'''

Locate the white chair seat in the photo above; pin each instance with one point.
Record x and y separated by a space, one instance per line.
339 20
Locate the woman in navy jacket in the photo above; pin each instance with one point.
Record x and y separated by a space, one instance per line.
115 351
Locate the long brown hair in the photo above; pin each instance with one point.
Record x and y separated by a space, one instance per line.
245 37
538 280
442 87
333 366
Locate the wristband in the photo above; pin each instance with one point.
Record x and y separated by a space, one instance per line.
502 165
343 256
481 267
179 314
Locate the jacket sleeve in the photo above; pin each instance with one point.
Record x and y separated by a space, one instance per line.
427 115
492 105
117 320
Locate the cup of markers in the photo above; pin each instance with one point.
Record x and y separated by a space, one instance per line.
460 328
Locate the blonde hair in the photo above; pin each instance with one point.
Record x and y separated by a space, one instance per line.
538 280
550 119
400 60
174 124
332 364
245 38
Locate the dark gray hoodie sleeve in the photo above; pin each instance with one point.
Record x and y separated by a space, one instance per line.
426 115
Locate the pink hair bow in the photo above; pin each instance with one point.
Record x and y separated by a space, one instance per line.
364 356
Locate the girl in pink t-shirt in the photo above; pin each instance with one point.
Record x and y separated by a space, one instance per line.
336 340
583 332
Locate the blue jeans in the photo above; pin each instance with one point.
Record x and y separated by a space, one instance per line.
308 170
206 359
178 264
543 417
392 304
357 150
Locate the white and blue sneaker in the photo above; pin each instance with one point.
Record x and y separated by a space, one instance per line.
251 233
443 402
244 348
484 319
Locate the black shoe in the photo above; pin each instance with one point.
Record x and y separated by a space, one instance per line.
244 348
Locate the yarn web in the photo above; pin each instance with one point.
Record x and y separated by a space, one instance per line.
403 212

'''

■ Uygulanacak Talimatlar:
İçinde "Locate the blue" geçen satırdan başlayıp malzemenin son satırına kadar bu satırların hepsini yeniden yazın. Cevaplardaki her koordinatı 10 artırarak kaydırın.

■ Çözümlü Cevap:
Locate the blue jeans in the photo above; pin each instance with one point.
Record x and y separated by a space, one instance per line.
318 180
216 369
188 274
553 427
402 314
367 160
Locate the white and blue sneaker in the photo above; pin each instance with one point.
Record x and y separated by a space, one instance per line.
261 243
453 412
254 358
494 329
Locate the black shoe in the photo above; pin each instance with one point.
Record x and y separated by a space, one instance per line.
254 358
Locate the yarn web in the photo above; pin each instance with one point.
Record x and y separated by a space, one instance per line.
413 222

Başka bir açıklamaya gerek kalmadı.